TEXT SHOWN:
Segment Open
LONDON, Sept 2 (Reuters) - Women who smoke during pregnancy can
increase their baby's risk of developing attention deficit disorder
and learning difficulties, Swedish scientists said on Wednesday.

Researchers have already shown that pregnant smokers can pass on
cancer-causing substances to their unborn children. A study by doctors
at Gotenburg University in Sweden has now linked the tobacco habit to
neurological disorders in children.

Attention deficit disorder (ADHD) causes hyperactivity and an
inability to concentrate. Deficits in attention, motor control and
perception -- commonly referred to as DAMP -- describe youngsters who
have learning and motion problems but are not mentally retarded.

Although both conditions are common in children, Professor Christopher
Gillberg and colleagues in the department of child and adolescent
psychiatry at Gotenburg University found that children were more
likely to suffer from attention deficit disorder and DAMP if their
mothers smoked during pregnancy.

``Improved maternal health care, including the prevention of smoking
during pregnancy, could lead to a reduction in the rate of language
and behaviour problems and a reduction in DAMP in the general
population,'' they said in research published in the Archives of
Disease in Childhood, a monthly medical journal.

Their study of 62 six-year-old children with deficit disorders and a
control group of healthy youngsters showed that twice as many in the
deficits group had mothers who smoked during pregnancy.

Stomach and sleep problems were also more common in the deficits group
and two-thirds of the children also had language difficulties.

``Our finding of an association of DAMP and a higher rate of ADHD
symptoms with maternal smoking during pregnancy agrees with other
studies of ADHD and so-called minimal brain dysfunction syndrome, a
disorder similar to DAMP,'' the researchers added.
Segment Closed
ACTIVITY A: Update the report on smoking in pregnancy, starting with "Although both conditions" and going on through "mothers smoked during pregnancy.", with "colleagues" replaced by "coworkers".
ACTIVITY B:
Answer these questions from the report on smoking in pregnancy.
(i) How many six-year-old children with deficit disorders were studied?
(ii) In which journal was the research published?
(iii) What share of the children also had language difficulties?
ACTIVITY C:
Say whether each statement agrees with the report on smoking in pregnancy, and quote the words that decide it.
(i) The study was carried out by doctors at Gotenburg University in Sweden.
(ii) DAMP describes youngsters who are mentally retarded.
(iii) Stomach and sleep problems were less common in the deficits group.
The listing after the report on smoking in pregnancy is not needed here.

Referring expression data:
Segment Open
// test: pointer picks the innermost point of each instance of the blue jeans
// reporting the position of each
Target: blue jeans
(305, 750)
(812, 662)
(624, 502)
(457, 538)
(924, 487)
Segment Closed
ANSWER BOX A:
Although both conditions are common in children, Professor Christopher
Gillberg and coworkers in the department of child and adolescent
psychiatry at Gotenburg University found that children were more
likely to suffer from attention deficit disorder and DAMP if their
mothers smoked during pregnancy.

ANSWER BOX B:
(i) 62
(ii) The Archives of Disease in Childhood
(iii) Two-thirds

ANSWER BOX C:
(i) Yes: "A study by doctors at Gotenburg University in Sweden has now linked the tobacco habit to neurological disorders in children."
(ii) No: "describe youngsters who have learning and motion problems but are not mentally retarded."
(iii) No: "Stomach and sleep problems were also more common in the deficits group"